▸ Material provided

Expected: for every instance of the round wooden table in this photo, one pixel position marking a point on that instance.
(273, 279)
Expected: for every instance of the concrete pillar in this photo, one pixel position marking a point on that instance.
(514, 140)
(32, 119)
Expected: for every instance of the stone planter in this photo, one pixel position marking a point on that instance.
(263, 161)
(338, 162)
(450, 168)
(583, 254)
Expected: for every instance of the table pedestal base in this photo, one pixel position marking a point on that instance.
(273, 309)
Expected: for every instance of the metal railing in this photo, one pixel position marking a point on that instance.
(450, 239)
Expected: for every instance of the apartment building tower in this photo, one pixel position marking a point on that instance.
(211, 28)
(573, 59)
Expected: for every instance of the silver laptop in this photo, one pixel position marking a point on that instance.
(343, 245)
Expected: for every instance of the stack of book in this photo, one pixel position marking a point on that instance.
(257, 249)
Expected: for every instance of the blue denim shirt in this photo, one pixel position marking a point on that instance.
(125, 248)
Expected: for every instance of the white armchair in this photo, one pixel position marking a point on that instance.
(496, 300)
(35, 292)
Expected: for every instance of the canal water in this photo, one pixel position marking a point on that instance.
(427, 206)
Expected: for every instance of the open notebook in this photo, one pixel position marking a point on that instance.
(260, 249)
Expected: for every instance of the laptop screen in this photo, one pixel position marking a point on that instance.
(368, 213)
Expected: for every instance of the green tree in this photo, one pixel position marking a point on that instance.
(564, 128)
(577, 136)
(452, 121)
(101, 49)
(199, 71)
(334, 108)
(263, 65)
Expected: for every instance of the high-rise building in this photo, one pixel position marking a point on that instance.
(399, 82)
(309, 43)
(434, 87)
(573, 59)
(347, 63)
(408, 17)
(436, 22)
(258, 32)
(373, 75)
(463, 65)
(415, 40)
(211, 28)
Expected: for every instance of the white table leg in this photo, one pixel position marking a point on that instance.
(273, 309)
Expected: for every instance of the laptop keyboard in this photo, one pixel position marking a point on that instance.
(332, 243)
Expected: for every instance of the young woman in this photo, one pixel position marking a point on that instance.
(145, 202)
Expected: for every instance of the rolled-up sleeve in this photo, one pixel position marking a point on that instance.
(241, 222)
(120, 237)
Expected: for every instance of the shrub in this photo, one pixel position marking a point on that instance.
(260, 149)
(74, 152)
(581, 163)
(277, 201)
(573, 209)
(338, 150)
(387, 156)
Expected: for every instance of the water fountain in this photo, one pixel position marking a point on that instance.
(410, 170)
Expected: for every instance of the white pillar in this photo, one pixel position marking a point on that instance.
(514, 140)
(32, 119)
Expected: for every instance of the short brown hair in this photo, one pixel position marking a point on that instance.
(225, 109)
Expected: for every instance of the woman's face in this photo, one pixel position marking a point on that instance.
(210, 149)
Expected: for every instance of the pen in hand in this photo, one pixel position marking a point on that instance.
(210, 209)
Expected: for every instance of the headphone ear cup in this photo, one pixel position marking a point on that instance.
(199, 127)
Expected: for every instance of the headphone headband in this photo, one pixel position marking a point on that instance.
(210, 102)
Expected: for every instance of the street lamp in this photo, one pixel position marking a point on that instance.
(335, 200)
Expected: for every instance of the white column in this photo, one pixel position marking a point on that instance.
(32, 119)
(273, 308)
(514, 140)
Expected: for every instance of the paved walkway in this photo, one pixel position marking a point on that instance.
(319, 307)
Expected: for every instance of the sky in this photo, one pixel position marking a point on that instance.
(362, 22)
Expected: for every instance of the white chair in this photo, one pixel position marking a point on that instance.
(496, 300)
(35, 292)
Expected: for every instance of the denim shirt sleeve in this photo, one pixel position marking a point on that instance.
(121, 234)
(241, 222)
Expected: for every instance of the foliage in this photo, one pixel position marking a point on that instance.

▸ What to produce
Copy out, with no changes, the part of the entries that opens with the line containing "Expected: for every instance of the woman's" and runs through the end of the entries.

▸ Reply to the task
Expected: for every instance of the woman's face in this photo, one pixel position marking a point on that instance.
(210, 149)
Expected: for every instance of the pen in hand in this photo, one pixel position marking a point on that instance.
(210, 209)
Expected: for every instance of the headphone ear cup in this photo, one pixel position marking a point on that instance.
(199, 127)
Expected: for every instance of the headphone headband in this photo, one pixel position marking a point on that instance.
(210, 102)
Expected: for every instance of the street lamp in this photo, one pixel position marking a point on that instance.
(335, 200)
Expected: for every instance of the white column in this photo, one pixel position marking a point on that instance.
(32, 119)
(273, 308)
(514, 140)
Expected: for every instance of the paved walkway in this photo, one pixel position marking a point on that instance.
(319, 307)
Expected: for every instance of the sky in this photo, one pixel position marking a point on that instance.
(362, 22)
Expected: for every instance of the white chair in this photo, one pixel position marking a point on that instance.
(496, 300)
(35, 292)
Expected: for every instance of the denim shirt sleeve in this photo, one pixel position marking a point on that instance.
(121, 234)
(241, 222)
Expected: for every instance of the foliage in this photo, one pixel position marking a point on that instance.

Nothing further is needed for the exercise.